* _Entries provided_
::::::
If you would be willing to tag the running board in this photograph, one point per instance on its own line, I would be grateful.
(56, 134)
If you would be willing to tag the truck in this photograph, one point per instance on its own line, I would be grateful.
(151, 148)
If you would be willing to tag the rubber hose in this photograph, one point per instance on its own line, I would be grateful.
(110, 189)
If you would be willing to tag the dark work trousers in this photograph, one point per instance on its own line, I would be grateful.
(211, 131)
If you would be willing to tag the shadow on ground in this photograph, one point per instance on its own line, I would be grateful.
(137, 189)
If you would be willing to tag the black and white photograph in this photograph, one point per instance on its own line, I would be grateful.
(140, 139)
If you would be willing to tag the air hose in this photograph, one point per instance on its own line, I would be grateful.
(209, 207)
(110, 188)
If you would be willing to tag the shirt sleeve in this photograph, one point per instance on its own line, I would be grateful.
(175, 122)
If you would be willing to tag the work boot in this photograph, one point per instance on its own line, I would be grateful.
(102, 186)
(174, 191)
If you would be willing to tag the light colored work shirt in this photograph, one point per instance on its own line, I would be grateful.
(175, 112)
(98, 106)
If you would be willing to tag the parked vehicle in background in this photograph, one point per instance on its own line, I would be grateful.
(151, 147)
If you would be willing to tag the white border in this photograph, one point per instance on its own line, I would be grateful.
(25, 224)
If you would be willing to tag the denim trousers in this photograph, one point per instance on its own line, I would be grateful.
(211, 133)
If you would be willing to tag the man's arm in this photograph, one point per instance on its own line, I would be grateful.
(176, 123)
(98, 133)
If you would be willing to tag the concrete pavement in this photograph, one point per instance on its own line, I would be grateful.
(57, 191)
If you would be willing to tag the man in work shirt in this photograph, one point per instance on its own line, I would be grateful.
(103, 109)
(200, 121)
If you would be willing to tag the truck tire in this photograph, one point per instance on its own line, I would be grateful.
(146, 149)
::::::
* _Your goal_
The answer must be exactly the lines from the one containing "If you would be willing to tag the man in" through the final line of the data, both ends included, and nothing else.

* _Solution to this task_
If you would be willing to tag the man in work shirt in this photograph, one point per instance on its own line, I would be grateful.
(103, 109)
(200, 121)
If you would be willing to tag the truck tire in this photograph, one point per instance on its own line, I would be grateful.
(146, 149)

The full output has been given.